The bright spot for environmentalists in the midterms is, improbably, in deep-red South Dakota.
Zoë CarpenterGreen groups are giving Democrats a real boost in their bid to keep the Senate this year—which is kind of ironic, since many high-profile Democratic candidates aren’t that great on environmental issues. In Kentucky, Alison Lundergan Grimes has gone to great lengths to out-coal Mitch McConnell. Louisiana’s Mary Landrieu has built her campaign around her reputation as Big Oil’s best friend. Kay Hagan, Mark Begich, Mark Pryor and pretty much everyone else have touted their support for the Keystone XL pipeline. Colorado’s Mark Udall is a notable exception, but the polls are increasingly grim.
The bright spot for environmentalists is, improbably, in deep-red South Dakota. Though his party gave up on the race early in the year, Democratic nominee Rick Weiland quietly took his brand of prairie populism to every town in the state. With the Republican candidate mired in a corruption scandal, the race is suddenly competitive. The top candidates—Weiland, Republican Mike Rounds and independent Larry Pressler— will debate on Thursday evening. It’s possible that Weiland could be the candidate that saves the Senate for the left.
When it comes to the environment, Weiland is running in the opposite direction from most other Democratic candidates. He doesn’t just oppose Keystone XL: he is loud about it. “There was no way, after I took a good hard look at it, I could do anything other than come out in strong opposition to Keystone, to the pipeline. I have made no bones about it,” Weiland said in an interview on Wednesday. “And, you know, it might have been easier for me to run and hide or duck and cover, but when you know the truth, I think you just have an obligation to stand up and be counted, and that’s what I’ve done.”
The way Weiland sees it, Democrats have allowed the GOP to turn support for the pipeline into a litmus test by failing to challenge the claims made by its supporters. “We haven’t had anybody in opposition with a loud enough megaphone to be able to stand up and say, ‘it’s not jobs. It’s not about energy security,’ ” Weiland explained. Surprisingly, he said he doesn’t hear that much support for the pipeline from South Dakotans.
But when Keystone does come up, Weiland simply explains how misleading the talking points in favor of the pipeline are. He understands why people have an open ear to the argument that Keystone will create jobs, but he’s quick to point out that such claims have been wildly inflated. Only thirty-five people would find permanent jobs because of the pipeline, according to government estimates. “And no one’s been able to tell me if even one of those will be in South Dakota,” he grumbled. As for the temporary jobs created by constructions, Weiland says they are “nothing more than Macy’s hiring people for the holidays. They come and go very quickly.”
Weiland is also unusual in his willingness to defend the Environmental Protection Agency. (Rounds proposes to get rid of the agency entirely.) He notes that the EPA’s proposal to regulate carbon emissions from power plants has been “controversial” in South Dakota, but faults his opponents for making “wild allegations” about the impact of those rules while ignoring the threat of climate change.
“If you want to stick your head in the sand, I guess that’s your prerogative,” Weiland said. “We’re all old enough to remember what it was like before the EPA. You could light some of the rivers and lakes on fire in this country. Do we really want to go back to that? Do we really want to trust these big corporations to do the right thing? No. We need checks and balances. We need an honest referee.”

* **TO DO**
A – Answer these questions using the Weiland article:
(i) According to government estimates, how many people would find permanent jobs because of the pipeline?
(ii) What does Rounds propose to do with the Environmental Protection Agency?
(iii) When will the top candidates debate?
B – List every U.S. state named in the Weiland article.
C – Write out everything in the Weiland article from "Weiland is also" down to "of climate change.".
Work only from the Weiland article above.

* **SUPPLIED MATERIAL**

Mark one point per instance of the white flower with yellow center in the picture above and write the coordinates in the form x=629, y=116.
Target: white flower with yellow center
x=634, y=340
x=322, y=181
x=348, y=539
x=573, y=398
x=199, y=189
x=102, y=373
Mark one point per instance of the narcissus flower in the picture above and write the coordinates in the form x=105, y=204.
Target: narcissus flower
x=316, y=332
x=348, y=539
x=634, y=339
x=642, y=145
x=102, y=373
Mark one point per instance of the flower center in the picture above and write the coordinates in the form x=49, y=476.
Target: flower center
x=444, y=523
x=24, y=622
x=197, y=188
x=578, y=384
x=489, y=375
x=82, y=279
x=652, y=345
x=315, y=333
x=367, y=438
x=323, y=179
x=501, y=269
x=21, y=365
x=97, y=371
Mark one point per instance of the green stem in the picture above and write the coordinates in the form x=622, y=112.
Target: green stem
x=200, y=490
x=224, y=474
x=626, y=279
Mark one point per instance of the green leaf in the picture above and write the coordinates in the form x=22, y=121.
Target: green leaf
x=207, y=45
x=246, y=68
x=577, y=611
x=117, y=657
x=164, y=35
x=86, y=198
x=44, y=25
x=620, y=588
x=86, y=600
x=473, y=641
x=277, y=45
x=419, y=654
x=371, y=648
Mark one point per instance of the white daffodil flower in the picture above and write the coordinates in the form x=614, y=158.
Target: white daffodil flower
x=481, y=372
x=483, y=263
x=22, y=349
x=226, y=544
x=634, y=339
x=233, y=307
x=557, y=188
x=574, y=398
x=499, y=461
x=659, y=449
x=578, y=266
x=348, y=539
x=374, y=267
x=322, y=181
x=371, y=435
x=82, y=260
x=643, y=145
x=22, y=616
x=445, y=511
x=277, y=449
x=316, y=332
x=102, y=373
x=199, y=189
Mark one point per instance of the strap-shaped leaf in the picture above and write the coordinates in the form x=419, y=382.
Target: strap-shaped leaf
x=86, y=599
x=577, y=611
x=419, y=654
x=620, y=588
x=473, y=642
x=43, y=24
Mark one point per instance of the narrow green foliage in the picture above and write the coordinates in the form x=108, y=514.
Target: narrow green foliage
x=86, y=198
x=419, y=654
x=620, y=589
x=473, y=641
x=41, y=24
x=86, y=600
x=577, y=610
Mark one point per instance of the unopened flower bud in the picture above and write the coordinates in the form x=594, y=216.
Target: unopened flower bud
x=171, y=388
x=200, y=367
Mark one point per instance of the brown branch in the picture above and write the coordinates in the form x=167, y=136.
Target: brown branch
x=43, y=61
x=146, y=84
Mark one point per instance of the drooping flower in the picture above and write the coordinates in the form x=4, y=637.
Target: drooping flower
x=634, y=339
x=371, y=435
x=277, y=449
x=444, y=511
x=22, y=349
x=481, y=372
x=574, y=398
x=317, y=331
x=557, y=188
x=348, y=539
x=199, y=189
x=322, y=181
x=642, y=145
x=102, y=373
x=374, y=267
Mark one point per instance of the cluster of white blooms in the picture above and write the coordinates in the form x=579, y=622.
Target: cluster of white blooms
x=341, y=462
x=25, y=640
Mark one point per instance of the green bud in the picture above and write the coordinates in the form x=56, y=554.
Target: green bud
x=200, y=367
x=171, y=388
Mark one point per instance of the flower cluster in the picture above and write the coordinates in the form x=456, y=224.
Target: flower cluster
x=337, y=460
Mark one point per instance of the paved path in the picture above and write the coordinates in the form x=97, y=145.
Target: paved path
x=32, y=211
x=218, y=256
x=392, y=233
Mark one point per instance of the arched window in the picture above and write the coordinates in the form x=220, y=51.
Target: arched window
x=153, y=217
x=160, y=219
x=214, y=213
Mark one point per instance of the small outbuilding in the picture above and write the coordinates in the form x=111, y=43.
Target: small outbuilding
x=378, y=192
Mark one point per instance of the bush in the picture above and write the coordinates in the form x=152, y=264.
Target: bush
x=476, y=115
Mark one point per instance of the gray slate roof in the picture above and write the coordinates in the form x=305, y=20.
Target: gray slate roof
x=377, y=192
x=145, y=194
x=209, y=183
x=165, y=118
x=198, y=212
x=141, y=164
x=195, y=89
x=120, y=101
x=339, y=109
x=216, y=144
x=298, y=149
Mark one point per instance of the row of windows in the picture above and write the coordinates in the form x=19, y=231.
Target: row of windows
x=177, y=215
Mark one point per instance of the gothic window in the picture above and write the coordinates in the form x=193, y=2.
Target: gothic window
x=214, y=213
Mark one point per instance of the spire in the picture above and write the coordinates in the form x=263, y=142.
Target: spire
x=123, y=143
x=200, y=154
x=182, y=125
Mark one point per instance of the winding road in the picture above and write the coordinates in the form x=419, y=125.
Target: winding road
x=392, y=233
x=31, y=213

* **RESPONSES**
A –
(i) Thirty-five people.
(ii) Get rid of the agency entirely.
(iii) On Thursday evening.

B – South Dakota, Kentucky, Louisiana, Colorado

C –
Weiland is also unusual in his willingness to defend the Environmental Protection Agency. (Rounds proposes to get rid of the agency entirely.) He notes that the EPA’s proposal to regulate carbon emissions from power plants has been “controversial” in South Dakota, but faults his opponents for making “wild allegations” about the impact of those rules while ignoring the threat of climate change.